§ **JOB**
Recast the data, from the start up to and including the line with "[697,376,725,391]", as a Markdown table with the columns No. and Entry, giving each line its own numbered row. Skip blank lines and leave the pictures out.

[Detection annotation records]
▬▬▬▬▬▬▬▬▬▬

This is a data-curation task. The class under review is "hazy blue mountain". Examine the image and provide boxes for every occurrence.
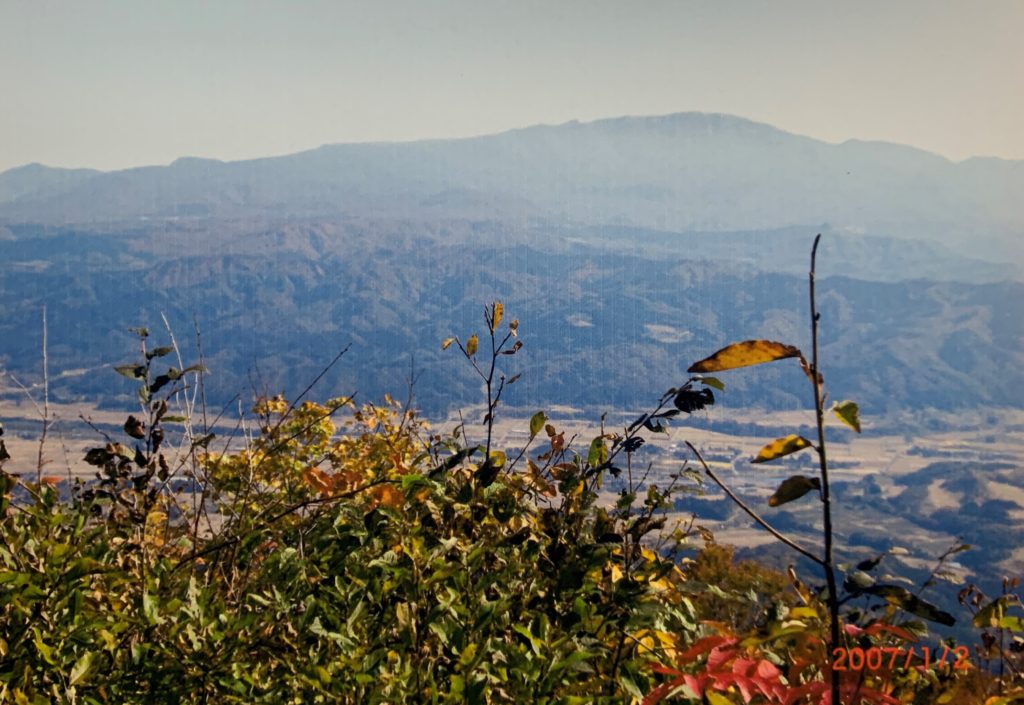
[0,220,1024,416]
[0,164,102,204]
[0,113,1024,262]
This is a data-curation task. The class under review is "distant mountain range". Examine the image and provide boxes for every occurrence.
[0,113,1024,262]
[0,114,1024,413]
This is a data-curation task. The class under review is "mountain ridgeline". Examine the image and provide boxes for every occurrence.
[0,114,1024,413]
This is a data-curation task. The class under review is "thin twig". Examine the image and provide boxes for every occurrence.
[683,441,824,566]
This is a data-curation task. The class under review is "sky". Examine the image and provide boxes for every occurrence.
[0,0,1024,170]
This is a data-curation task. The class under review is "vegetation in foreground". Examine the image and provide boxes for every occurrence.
[0,278,1024,705]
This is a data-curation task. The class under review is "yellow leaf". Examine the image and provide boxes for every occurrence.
[371,485,406,509]
[687,340,803,372]
[751,433,811,462]
[490,301,505,331]
[143,509,167,546]
[705,691,732,705]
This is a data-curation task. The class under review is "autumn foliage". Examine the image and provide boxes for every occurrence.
[0,304,1021,705]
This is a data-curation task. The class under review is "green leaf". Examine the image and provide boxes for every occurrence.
[529,411,548,437]
[864,585,956,627]
[114,365,145,379]
[490,301,505,332]
[145,346,174,360]
[833,400,860,433]
[68,651,96,686]
[999,615,1024,631]
[974,595,1017,629]
[687,340,802,372]
[587,436,608,467]
[768,474,821,506]
[751,433,811,463]
[697,376,725,391]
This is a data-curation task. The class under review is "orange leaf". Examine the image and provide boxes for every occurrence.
[687,340,803,372]
[302,467,333,495]
[370,485,406,509]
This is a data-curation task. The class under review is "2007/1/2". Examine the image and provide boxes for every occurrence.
[833,647,971,671]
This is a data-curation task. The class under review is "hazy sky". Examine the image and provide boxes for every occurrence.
[0,0,1024,170]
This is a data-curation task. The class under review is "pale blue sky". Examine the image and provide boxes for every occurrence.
[0,0,1024,170]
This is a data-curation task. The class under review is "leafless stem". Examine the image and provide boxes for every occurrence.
[684,441,823,565]
[36,303,50,483]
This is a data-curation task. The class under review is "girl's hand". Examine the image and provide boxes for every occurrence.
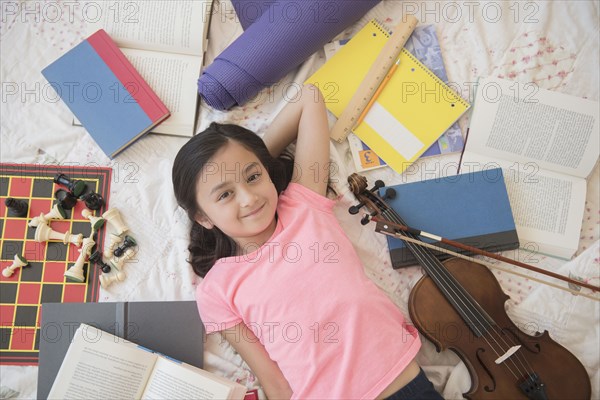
[263,85,330,195]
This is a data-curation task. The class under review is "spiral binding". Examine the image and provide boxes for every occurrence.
[370,19,469,108]
[370,19,392,38]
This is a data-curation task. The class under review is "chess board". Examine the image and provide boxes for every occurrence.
[0,164,112,365]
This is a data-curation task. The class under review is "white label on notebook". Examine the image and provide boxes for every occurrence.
[364,102,424,160]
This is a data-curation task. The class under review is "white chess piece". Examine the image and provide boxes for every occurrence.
[81,208,104,231]
[104,233,123,259]
[34,224,83,247]
[109,247,137,271]
[100,271,127,289]
[102,208,129,236]
[2,254,28,278]
[65,236,96,282]
[29,203,67,228]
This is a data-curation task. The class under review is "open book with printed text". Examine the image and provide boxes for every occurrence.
[460,78,600,259]
[81,0,213,136]
[48,324,246,399]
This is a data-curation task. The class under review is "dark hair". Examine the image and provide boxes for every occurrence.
[172,122,294,277]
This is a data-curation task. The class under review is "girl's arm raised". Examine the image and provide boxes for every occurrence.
[263,85,330,195]
[221,322,292,399]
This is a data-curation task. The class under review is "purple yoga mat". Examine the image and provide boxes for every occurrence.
[198,0,380,110]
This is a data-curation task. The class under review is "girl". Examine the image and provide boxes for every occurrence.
[173,86,441,399]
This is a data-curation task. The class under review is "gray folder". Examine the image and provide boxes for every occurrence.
[37,301,204,399]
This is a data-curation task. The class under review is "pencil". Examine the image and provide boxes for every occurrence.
[353,59,400,129]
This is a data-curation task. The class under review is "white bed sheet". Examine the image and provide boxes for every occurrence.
[0,0,600,399]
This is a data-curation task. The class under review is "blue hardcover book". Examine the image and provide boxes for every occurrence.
[381,168,519,268]
[42,29,170,158]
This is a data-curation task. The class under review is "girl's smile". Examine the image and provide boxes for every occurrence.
[196,140,278,253]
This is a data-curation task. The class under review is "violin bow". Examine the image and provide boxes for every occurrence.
[370,217,600,301]
[348,174,600,301]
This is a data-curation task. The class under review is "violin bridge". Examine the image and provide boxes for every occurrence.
[496,344,521,364]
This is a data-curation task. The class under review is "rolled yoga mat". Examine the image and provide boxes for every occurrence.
[198,0,380,110]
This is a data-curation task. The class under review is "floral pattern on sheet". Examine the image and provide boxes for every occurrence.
[492,31,576,91]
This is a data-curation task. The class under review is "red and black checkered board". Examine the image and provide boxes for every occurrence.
[0,164,112,365]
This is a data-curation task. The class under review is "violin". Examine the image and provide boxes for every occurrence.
[348,174,591,400]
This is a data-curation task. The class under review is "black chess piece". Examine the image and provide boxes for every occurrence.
[89,250,110,274]
[80,192,104,210]
[54,189,77,210]
[4,197,29,218]
[113,235,137,257]
[54,174,87,197]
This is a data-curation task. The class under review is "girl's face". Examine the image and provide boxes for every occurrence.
[196,140,278,253]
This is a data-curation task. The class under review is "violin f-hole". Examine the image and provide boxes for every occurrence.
[502,328,542,354]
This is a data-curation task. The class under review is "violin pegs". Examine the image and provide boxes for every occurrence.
[348,202,365,215]
[369,179,385,193]
[360,211,378,225]
[383,188,396,200]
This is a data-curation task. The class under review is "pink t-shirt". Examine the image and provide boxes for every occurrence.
[196,183,421,399]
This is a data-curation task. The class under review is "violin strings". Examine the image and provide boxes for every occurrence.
[376,203,529,380]
[383,228,540,382]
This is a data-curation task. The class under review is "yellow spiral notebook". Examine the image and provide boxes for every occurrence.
[306,20,470,173]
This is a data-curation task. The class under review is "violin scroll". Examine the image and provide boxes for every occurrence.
[348,174,384,219]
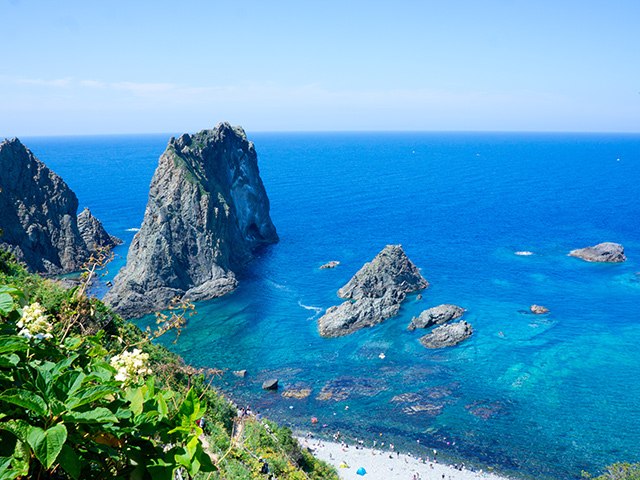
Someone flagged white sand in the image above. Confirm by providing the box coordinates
[297,437,508,480]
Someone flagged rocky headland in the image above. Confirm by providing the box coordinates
[104,122,278,318]
[420,320,473,348]
[0,138,122,276]
[407,305,466,331]
[569,242,627,263]
[318,245,429,337]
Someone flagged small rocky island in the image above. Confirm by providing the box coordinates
[569,242,627,263]
[104,122,278,318]
[420,320,473,348]
[407,305,466,331]
[0,138,122,276]
[318,245,429,337]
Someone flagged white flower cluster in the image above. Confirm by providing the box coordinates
[16,303,53,340]
[111,348,151,382]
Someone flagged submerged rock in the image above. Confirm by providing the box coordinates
[104,123,278,318]
[0,138,117,275]
[407,305,466,331]
[262,378,278,390]
[420,320,473,348]
[530,305,549,315]
[318,245,429,337]
[569,242,627,263]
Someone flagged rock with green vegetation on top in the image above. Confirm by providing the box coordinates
[105,123,278,318]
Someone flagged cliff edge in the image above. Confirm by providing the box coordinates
[0,138,119,275]
[104,122,278,318]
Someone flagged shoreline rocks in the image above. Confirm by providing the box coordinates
[104,122,278,318]
[420,320,473,348]
[407,305,466,331]
[318,245,429,337]
[569,242,627,263]
[530,305,549,315]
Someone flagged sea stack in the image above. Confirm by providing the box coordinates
[569,242,627,263]
[0,138,119,275]
[318,245,429,337]
[104,122,278,318]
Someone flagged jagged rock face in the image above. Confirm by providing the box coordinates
[0,138,88,275]
[338,245,429,300]
[569,242,627,263]
[318,291,405,337]
[407,305,465,331]
[420,320,473,348]
[105,123,278,318]
[318,245,429,337]
[78,207,122,251]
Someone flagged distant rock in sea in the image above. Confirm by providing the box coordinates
[420,320,473,348]
[530,305,549,315]
[569,242,627,263]
[407,305,466,331]
[104,122,278,318]
[320,260,340,270]
[0,138,115,275]
[318,245,429,337]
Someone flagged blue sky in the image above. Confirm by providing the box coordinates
[0,0,640,137]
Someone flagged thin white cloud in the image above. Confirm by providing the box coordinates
[14,77,71,87]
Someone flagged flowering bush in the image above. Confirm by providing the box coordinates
[16,303,53,339]
[111,348,152,383]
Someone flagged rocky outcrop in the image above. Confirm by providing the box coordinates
[338,245,429,300]
[530,305,549,315]
[569,242,627,263]
[104,123,278,318]
[420,320,473,348]
[318,291,405,337]
[407,305,466,331]
[318,245,429,337]
[78,207,122,251]
[0,138,117,275]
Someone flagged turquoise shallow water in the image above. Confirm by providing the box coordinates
[22,132,640,478]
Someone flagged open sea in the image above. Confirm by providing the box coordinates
[21,132,640,479]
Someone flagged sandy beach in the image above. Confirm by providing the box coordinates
[297,437,509,480]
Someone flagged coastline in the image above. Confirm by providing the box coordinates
[296,435,515,480]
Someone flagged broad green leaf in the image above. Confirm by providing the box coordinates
[27,423,67,469]
[51,353,79,375]
[0,388,49,417]
[0,335,29,353]
[156,392,169,417]
[0,285,25,298]
[66,385,120,410]
[0,418,31,442]
[64,407,118,423]
[0,353,20,367]
[0,293,13,315]
[124,388,144,415]
[64,337,83,350]
[58,445,80,480]
[56,370,85,402]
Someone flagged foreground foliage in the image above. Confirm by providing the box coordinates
[0,251,337,480]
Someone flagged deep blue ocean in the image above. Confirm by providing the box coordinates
[21,132,640,479]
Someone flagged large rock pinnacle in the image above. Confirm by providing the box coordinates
[105,123,278,318]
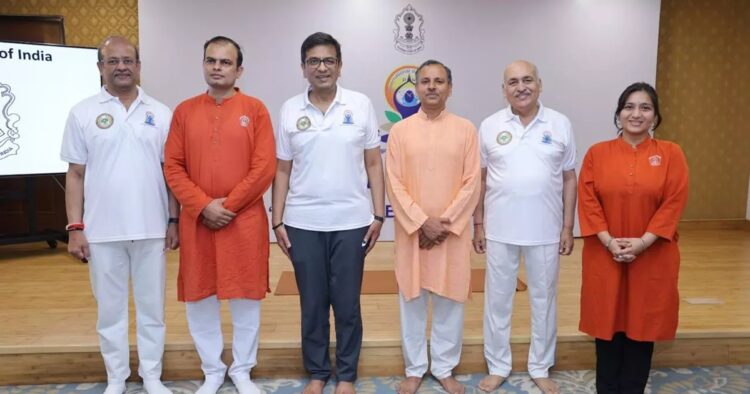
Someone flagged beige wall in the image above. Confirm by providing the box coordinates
[0,0,138,47]
[656,0,750,219]
[0,0,750,220]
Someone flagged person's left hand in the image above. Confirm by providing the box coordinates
[618,238,646,258]
[559,229,574,256]
[418,229,439,250]
[362,220,383,255]
[164,223,180,250]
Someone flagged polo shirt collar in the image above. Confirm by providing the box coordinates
[415,107,448,121]
[300,83,346,109]
[99,85,151,104]
[505,100,547,124]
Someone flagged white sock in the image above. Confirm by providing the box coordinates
[143,379,172,394]
[195,376,224,394]
[232,378,260,394]
[104,382,125,394]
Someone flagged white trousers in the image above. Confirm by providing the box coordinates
[89,238,166,383]
[185,295,260,382]
[398,289,464,379]
[484,240,560,378]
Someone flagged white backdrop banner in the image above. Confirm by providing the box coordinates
[138,0,660,240]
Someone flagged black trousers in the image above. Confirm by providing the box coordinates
[286,226,369,382]
[596,332,654,394]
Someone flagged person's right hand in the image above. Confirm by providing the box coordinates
[417,229,437,250]
[273,224,292,260]
[68,231,91,262]
[607,238,635,263]
[471,224,487,254]
[420,217,450,244]
[201,197,237,230]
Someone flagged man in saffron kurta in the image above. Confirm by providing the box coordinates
[165,37,276,394]
[386,60,480,394]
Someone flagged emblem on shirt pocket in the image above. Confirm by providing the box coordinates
[297,116,311,131]
[542,131,552,145]
[96,113,115,130]
[497,131,513,145]
[240,115,250,127]
[344,109,354,124]
[143,112,156,126]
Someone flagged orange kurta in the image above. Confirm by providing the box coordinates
[385,110,480,302]
[164,91,276,301]
[578,138,688,341]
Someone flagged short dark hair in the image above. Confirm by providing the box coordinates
[203,36,242,67]
[300,32,341,63]
[615,82,662,132]
[96,36,141,63]
[414,59,453,85]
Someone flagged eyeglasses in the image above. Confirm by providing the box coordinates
[203,57,234,67]
[102,57,137,67]
[305,57,339,68]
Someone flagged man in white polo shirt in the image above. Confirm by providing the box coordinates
[60,37,178,394]
[474,60,576,393]
[272,33,385,394]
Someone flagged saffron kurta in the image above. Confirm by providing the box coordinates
[578,138,688,341]
[164,91,276,301]
[385,110,480,302]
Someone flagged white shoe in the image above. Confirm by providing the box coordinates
[195,376,224,394]
[232,378,260,394]
[143,379,172,394]
[104,382,125,394]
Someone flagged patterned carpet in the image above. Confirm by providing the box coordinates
[0,365,750,394]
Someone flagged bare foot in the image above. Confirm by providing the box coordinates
[479,375,505,393]
[531,378,560,394]
[438,376,466,394]
[302,379,326,394]
[336,381,357,394]
[398,376,422,394]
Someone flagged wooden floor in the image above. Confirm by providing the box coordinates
[0,223,750,385]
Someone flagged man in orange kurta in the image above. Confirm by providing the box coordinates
[164,37,276,394]
[386,60,480,394]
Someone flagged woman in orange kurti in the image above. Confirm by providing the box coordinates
[578,82,688,393]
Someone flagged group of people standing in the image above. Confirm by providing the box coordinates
[61,33,687,394]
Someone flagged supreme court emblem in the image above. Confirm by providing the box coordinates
[297,116,311,131]
[497,131,513,145]
[96,113,115,130]
[344,110,354,124]
[542,131,552,145]
[393,4,424,55]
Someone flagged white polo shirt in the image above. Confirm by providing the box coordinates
[60,87,172,243]
[479,102,576,245]
[276,86,380,231]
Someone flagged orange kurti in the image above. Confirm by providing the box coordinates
[578,138,688,341]
[385,110,480,302]
[164,91,276,301]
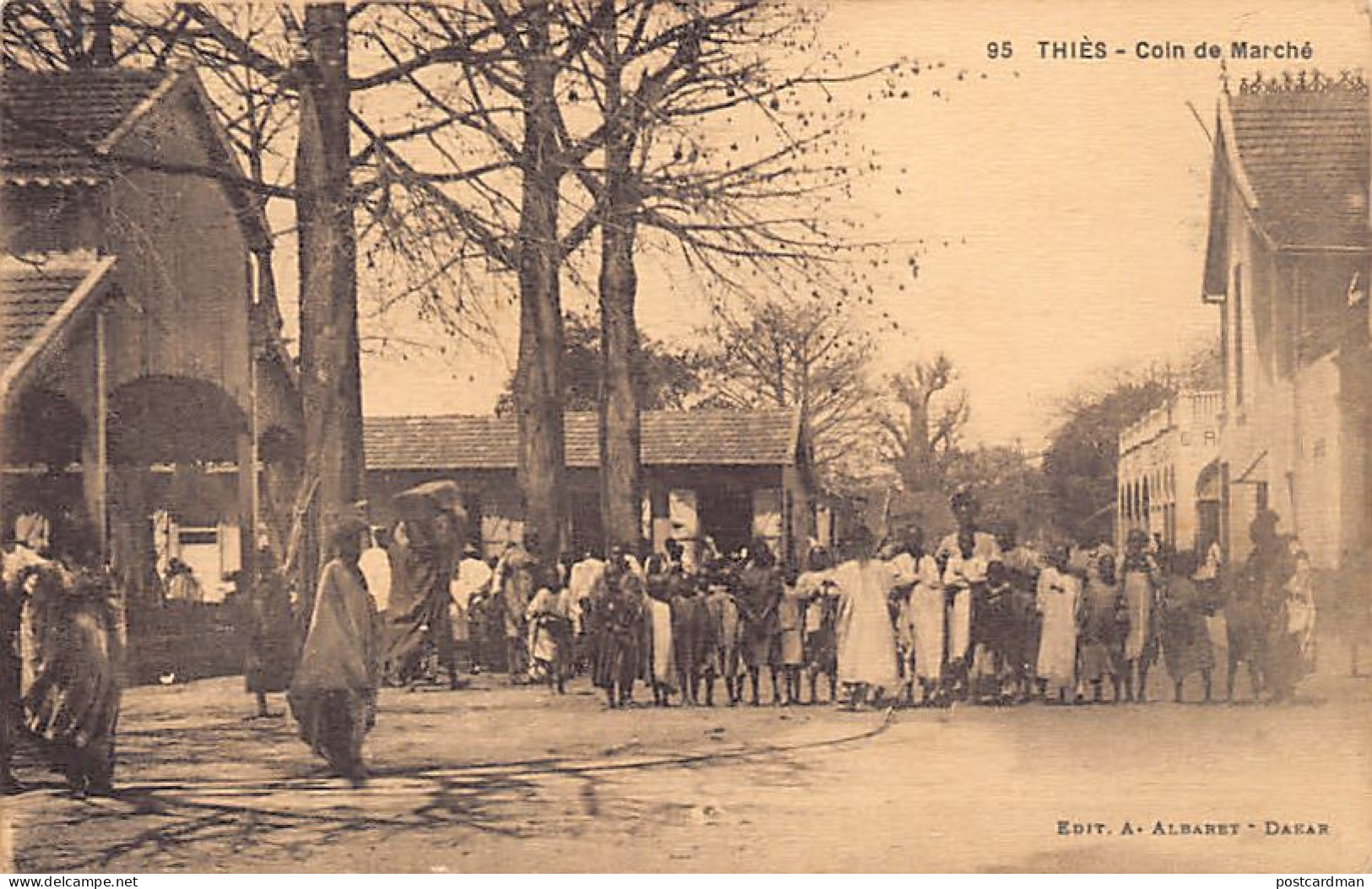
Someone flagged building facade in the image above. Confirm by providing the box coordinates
[0,68,301,597]
[1203,68,1372,571]
[1115,393,1223,553]
[365,410,815,557]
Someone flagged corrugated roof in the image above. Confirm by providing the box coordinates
[0,252,114,399]
[364,409,799,470]
[1228,79,1372,247]
[0,68,177,184]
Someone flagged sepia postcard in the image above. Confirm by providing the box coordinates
[0,0,1372,872]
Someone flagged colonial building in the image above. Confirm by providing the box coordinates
[0,68,301,597]
[365,410,815,565]
[1203,74,1372,569]
[1115,393,1223,553]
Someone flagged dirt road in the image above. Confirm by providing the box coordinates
[6,664,1372,873]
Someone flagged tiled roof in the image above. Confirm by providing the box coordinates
[0,68,176,184]
[1228,77,1369,247]
[364,409,799,469]
[0,252,114,395]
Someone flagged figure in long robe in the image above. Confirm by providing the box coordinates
[704,571,744,707]
[737,540,785,707]
[24,561,123,796]
[525,571,577,694]
[386,516,457,687]
[287,518,382,786]
[239,546,295,718]
[1158,551,1214,704]
[1082,556,1125,702]
[796,546,838,704]
[668,568,715,704]
[643,555,678,707]
[909,555,948,704]
[0,513,50,796]
[494,533,540,683]
[591,556,643,708]
[935,487,1001,693]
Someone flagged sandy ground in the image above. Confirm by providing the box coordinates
[0,653,1372,873]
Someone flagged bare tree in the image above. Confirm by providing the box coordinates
[700,292,874,474]
[876,353,972,491]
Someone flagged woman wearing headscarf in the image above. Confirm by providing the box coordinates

▬▬▬▬▬▬▬▬▬▬

§ **RESULT OF THE EXERCISE**
| No. | Entry |
|---|---|
| 1 | This is a data-curation task. The class under review is "hazy blue mountain". Examine the image and provide boxes for every occurrence. |
| 2 | [0,220,1024,416] |
| 3 | [0,164,102,204] |
| 4 | [0,113,1024,262] |
| 5 | This is a data-curation task. The class under review is "distant mountain range". Examine the image and provide boxes for every occurrence. |
| 6 | [0,113,1024,262] |
| 7 | [0,114,1024,413] |
| 8 | This is a data-curation task. The class under review is "mountain ridgeline". Examine the image and provide boxes for every occurrence. |
| 9 | [0,114,1024,413] |
| 10 | This is a data-curation task. The class under review is "thin twig". Examine the image and provide boxes for every occurrence. |
| 11 | [683,441,824,566] |
| 12 | This is a data-curation task. The class under review is "sky". Examine the image and provide boxes for every occurrence. |
| 13 | [0,0,1024,170] |
| 14 | This is a data-curation task. The class under review is "vegetation in foreground". Examine the image and provide boxes for every occurrence. |
| 15 | [0,278,1024,705] |
| 16 | This is a data-curation task. The class under review is "yellow leaf". Examine the image and provide boxes for every occurrence. |
| 17 | [371,485,406,509] |
| 18 | [687,340,803,372] |
| 19 | [751,433,811,462] |
| 20 | [490,301,505,331] |
| 21 | [143,509,167,546] |
| 22 | [705,691,732,705] |
| 23 | This is a data-curation task. The class under review is "autumn foliage". Examine the image and provide boxes for every occurrence. |
| 24 | [0,304,1021,705] |
| 25 | This is a data-curation task. The class under review is "green leaf". Examine the image and provide boxes for every occurrence. |
| 26 | [529,411,548,437] |
| 27 | [864,585,956,627] |
| 28 | [114,365,145,379] |
| 29 | [490,301,505,332] |
| 30 | [145,346,174,360] |
| 31 | [833,400,860,433] |
| 32 | [68,651,96,686] |
| 33 | [999,615,1024,631] |
| 34 | [974,595,1017,629] |
| 35 | [687,340,802,372] |
| 36 | [587,436,608,467] |
| 37 | [768,474,821,506] |
| 38 | [751,433,811,463] |
| 39 | [697,376,725,391] |